> The problem
Restate word for word the opening line of the data below and every line after it until the line with "box: [102, 80, 109, 85]", that line too, but not the pictures.

> Information
___

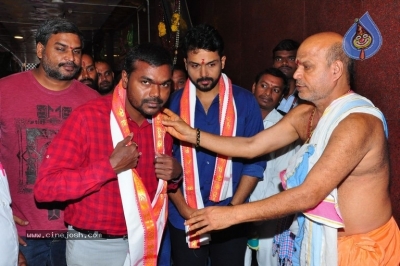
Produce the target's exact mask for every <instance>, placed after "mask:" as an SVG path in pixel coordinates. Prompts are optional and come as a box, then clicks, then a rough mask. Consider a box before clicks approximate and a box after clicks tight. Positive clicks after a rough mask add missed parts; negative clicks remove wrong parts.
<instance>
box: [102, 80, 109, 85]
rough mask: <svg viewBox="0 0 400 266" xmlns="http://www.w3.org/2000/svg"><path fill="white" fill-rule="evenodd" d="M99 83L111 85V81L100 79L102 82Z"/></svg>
mask: <svg viewBox="0 0 400 266" xmlns="http://www.w3.org/2000/svg"><path fill="white" fill-rule="evenodd" d="M100 85H107V86H109V85H111V82H109V81H107V80H106V81H102V82H100Z"/></svg>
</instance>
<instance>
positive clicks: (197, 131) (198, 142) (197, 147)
mask: <svg viewBox="0 0 400 266" xmlns="http://www.w3.org/2000/svg"><path fill="white" fill-rule="evenodd" d="M195 147H196V148H198V147H200V129H199V128H196V146H195Z"/></svg>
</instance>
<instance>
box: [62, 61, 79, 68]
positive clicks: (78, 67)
mask: <svg viewBox="0 0 400 266" xmlns="http://www.w3.org/2000/svg"><path fill="white" fill-rule="evenodd" d="M58 66H59V67H62V66H72V67H74V68H79V66H78V65H77V64H75V63H74V62H65V63H59V64H58Z"/></svg>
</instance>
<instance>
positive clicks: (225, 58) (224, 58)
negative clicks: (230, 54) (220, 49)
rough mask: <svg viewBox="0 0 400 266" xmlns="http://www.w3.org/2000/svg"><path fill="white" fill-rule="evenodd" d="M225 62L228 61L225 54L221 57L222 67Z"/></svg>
mask: <svg viewBox="0 0 400 266" xmlns="http://www.w3.org/2000/svg"><path fill="white" fill-rule="evenodd" d="M225 62H226V56H225V55H224V56H223V57H221V69H224V67H225Z"/></svg>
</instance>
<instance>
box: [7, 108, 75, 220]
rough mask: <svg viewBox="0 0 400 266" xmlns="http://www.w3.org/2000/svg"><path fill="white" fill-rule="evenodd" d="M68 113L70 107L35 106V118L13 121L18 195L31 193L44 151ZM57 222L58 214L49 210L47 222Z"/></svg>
mask: <svg viewBox="0 0 400 266" xmlns="http://www.w3.org/2000/svg"><path fill="white" fill-rule="evenodd" d="M71 112H72V107H66V106H58V107H56V108H53V107H51V106H50V105H37V106H36V118H34V119H26V118H23V119H21V118H19V119H16V120H15V123H16V128H17V135H18V145H19V152H18V154H17V157H18V159H19V175H18V177H19V180H18V193H21V194H26V193H28V194H30V193H33V186H34V184H35V181H36V178H37V174H38V170H39V166H40V163H41V162H42V159H43V157H44V156H45V154H46V151H47V148H48V146H49V145H50V143H51V140H52V139H53V138H54V136H55V135H56V134H57V132H58V130H59V128H60V127H61V125H62V123H63V122H64V121H65V120H66V119H67V118H68V116H69V115H70V114H71ZM59 218H60V210H57V209H53V210H49V212H48V219H49V220H57V219H59Z"/></svg>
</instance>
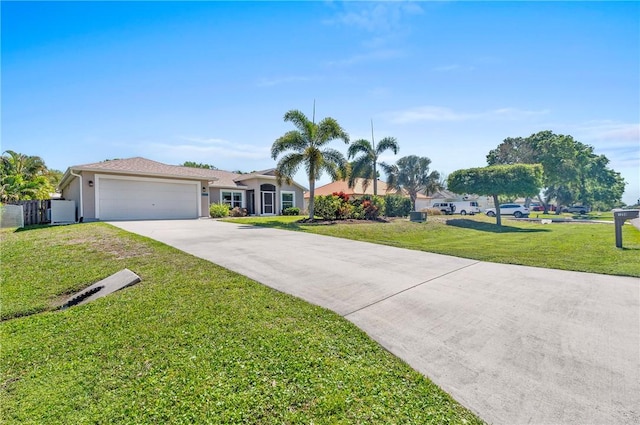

___

> Written solution
Produce the target's exact mask for every <instance>, placed after "mask:" as an SVG path in pixel coordinates. Prompts are optional and come as a box, then clicks, then a rough mask. Consider a box before clicks approximate and a box after clicks tight. Positive clicks after a rough mask add missed parts; negative clicks remove wrong parts.
<instance>
box: [102, 80, 109, 85]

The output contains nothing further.